EXERCISE INSTRUCTIONS:
Render the stretch from the line containing "Kindly outline every instance of the brick wall" through the line containing "290], [89, 318]]]" as a Markdown table with the columns Row and Line, skipping any blank lines.

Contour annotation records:
%%
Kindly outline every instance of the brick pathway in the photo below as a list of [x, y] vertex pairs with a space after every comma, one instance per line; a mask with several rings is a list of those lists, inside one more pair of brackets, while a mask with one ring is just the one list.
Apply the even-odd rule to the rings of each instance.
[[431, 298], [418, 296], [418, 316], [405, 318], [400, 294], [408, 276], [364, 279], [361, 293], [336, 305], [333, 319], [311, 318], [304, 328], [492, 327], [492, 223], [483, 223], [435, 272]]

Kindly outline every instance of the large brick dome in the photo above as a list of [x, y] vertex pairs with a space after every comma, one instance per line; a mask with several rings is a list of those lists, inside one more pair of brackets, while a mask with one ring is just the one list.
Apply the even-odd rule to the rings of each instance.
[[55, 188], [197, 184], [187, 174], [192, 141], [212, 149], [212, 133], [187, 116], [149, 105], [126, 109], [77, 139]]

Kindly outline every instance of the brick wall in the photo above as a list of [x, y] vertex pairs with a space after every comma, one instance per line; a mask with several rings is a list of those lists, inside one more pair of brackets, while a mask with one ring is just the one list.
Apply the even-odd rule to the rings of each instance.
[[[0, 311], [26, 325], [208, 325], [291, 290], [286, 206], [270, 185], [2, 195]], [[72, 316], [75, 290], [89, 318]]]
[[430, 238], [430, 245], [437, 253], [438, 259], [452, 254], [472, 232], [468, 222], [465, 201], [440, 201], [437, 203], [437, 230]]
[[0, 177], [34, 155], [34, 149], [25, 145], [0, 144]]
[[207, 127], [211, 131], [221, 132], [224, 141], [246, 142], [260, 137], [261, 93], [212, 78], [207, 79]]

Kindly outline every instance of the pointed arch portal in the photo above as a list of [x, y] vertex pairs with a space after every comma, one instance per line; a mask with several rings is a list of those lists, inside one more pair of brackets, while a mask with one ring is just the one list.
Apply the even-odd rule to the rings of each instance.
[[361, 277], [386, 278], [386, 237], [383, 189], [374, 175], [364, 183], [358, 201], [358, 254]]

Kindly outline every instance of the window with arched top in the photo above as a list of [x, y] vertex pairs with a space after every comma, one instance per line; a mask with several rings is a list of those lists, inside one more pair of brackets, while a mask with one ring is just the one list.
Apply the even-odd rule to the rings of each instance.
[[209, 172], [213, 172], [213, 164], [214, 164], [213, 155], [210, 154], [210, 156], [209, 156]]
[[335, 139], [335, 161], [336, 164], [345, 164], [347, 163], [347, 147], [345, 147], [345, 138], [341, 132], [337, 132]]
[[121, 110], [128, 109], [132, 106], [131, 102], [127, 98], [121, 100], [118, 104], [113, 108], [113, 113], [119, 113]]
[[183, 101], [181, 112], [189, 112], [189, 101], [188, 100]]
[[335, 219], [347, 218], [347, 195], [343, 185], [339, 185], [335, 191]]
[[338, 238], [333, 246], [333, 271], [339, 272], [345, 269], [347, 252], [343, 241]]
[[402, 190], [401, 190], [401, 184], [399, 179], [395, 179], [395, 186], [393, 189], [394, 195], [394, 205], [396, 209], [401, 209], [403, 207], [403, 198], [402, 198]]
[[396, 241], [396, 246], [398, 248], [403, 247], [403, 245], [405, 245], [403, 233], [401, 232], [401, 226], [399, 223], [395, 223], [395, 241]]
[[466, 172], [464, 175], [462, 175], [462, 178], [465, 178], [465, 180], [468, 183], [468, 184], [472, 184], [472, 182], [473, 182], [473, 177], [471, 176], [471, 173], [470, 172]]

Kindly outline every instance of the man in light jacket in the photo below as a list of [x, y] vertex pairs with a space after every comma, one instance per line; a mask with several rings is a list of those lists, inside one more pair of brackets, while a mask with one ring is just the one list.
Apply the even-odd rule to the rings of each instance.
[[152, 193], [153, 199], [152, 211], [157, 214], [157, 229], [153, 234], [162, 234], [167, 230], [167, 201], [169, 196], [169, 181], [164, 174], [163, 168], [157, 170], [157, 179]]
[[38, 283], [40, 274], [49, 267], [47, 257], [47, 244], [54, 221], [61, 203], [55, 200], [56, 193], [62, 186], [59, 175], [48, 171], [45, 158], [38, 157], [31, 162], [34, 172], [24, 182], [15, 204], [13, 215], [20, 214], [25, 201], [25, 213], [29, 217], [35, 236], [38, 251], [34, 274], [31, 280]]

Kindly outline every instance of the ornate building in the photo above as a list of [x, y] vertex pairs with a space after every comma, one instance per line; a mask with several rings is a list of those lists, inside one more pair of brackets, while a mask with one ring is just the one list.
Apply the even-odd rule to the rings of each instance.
%%
WORKED SOLUTION:
| Row | Line |
|---|---|
| 1 | Kindly outline every instance of the brick wall in the photo above as a list of [x, y] vertex pairs with a space after every comma, one instance per line; a mask with several rings is a list of those lists, inside one more pair of brackets, while a mask with one ring is just the one list. |
| 2 | Apply the even-odd rule to the rings of each instance. |
| 3 | [[[0, 311], [26, 325], [208, 325], [291, 290], [286, 206], [270, 185], [2, 195]], [[72, 316], [75, 290], [89, 318]]] |